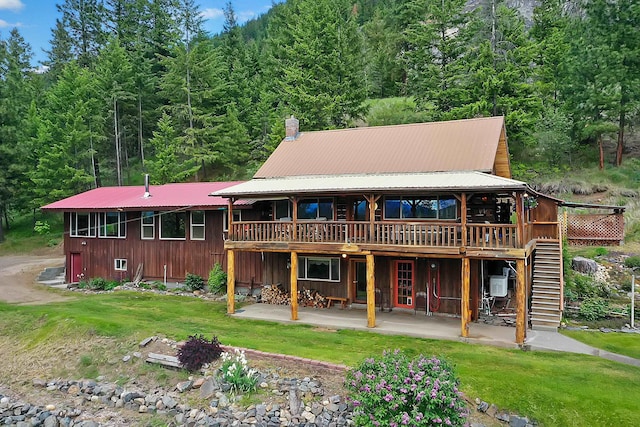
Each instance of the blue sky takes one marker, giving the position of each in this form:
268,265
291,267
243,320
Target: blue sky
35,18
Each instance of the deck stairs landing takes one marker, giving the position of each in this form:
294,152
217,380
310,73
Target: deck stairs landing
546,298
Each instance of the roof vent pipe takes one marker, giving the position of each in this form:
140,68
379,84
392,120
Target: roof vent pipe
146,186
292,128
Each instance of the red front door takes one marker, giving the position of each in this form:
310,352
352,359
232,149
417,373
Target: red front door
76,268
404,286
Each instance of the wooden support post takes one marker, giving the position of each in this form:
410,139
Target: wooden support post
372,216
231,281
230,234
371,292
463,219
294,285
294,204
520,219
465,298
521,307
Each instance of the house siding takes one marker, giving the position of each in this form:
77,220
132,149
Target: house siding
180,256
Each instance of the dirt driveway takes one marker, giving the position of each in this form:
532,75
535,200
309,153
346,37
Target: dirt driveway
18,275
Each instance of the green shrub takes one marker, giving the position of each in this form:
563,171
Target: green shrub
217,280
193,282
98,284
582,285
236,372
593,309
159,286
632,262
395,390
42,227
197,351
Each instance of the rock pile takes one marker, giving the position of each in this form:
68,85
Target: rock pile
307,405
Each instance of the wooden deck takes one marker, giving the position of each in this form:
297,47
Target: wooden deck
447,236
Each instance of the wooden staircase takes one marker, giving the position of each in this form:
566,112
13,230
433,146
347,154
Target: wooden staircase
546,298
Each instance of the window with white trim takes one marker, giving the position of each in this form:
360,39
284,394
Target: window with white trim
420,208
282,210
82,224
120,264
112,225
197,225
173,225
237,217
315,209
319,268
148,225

_Exercise:_ Any picture in the listing above gets left out; output the rest exactly.

_Result for this task:_
Each instance of the blue sky takes one marker, giving the position of each in this form:
268,265
291,267
243,320
Target: blue sky
35,18
Each instance of the deck stairs landing takes one marker, giving the position of each in this form:
294,152
217,380
310,73
Target: deck stairs landing
546,298
Each instance of the roof vent pipe takes one marker, giving the position of each in this form:
140,68
379,84
392,120
Target: roof vent pipe
146,186
292,128
Each instance of the red front door takes one marker, giving the position of each in this form:
310,352
352,359
232,149
417,373
Target: red front door
76,268
404,286
Each instance of the wooden support post takes one marker, giving the position of each in this form:
410,139
Target: wooden support post
372,216
231,281
230,234
371,292
463,219
294,285
294,204
520,219
465,298
521,307
Each instance of the house siding takes one marker, giving the position of each in this form:
77,220
132,149
Target: house siding
180,256
Each instance of the dirt driveway takes one marker, giving the position of each in this form:
532,75
535,200
309,153
346,37
Target: dirt driveway
18,275
Each instance of the green shrub takes one marker, giving the position of each in this form:
563,171
Target: green shrub
217,280
193,282
98,284
582,285
236,372
593,309
159,286
632,262
395,390
42,227
197,351
Each instance of the rock pile takes one marker, giving the position of each in this form:
68,85
Target: rock pile
307,405
Each instance of the wooden deck takes one marker, giving the position of each in this form:
297,47
Target: wooden deck
447,236
Each instance of the wooden staircase takes one marker, giving the position of each in this form:
566,112
13,230
433,146
347,154
Target: wooden staircase
546,298
Each instance of the window with white trim takes one marker, giving the position of each in this form:
360,39
284,394
Target: window with white trim
420,208
282,210
82,224
120,264
112,225
197,225
173,225
237,217
315,209
319,268
148,225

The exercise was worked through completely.